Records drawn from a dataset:

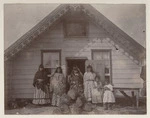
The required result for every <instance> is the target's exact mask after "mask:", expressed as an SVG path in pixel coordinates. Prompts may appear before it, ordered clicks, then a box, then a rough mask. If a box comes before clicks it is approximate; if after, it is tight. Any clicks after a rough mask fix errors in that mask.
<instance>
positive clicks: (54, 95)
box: [51, 67, 66, 106]
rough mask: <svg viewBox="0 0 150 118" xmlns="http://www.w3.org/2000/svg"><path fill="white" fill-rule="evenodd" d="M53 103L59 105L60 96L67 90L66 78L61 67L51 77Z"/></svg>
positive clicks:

WORK ORDER:
Please copy only the lines from the one with "rough mask: <svg" through the final line of the records above, both ends included.

FINISHED TASK:
rough mask: <svg viewBox="0 0 150 118" xmlns="http://www.w3.org/2000/svg"><path fill="white" fill-rule="evenodd" d="M53 103L59 105L60 96L67 90L66 78L61 67L51 77Z"/></svg>
positive clicks:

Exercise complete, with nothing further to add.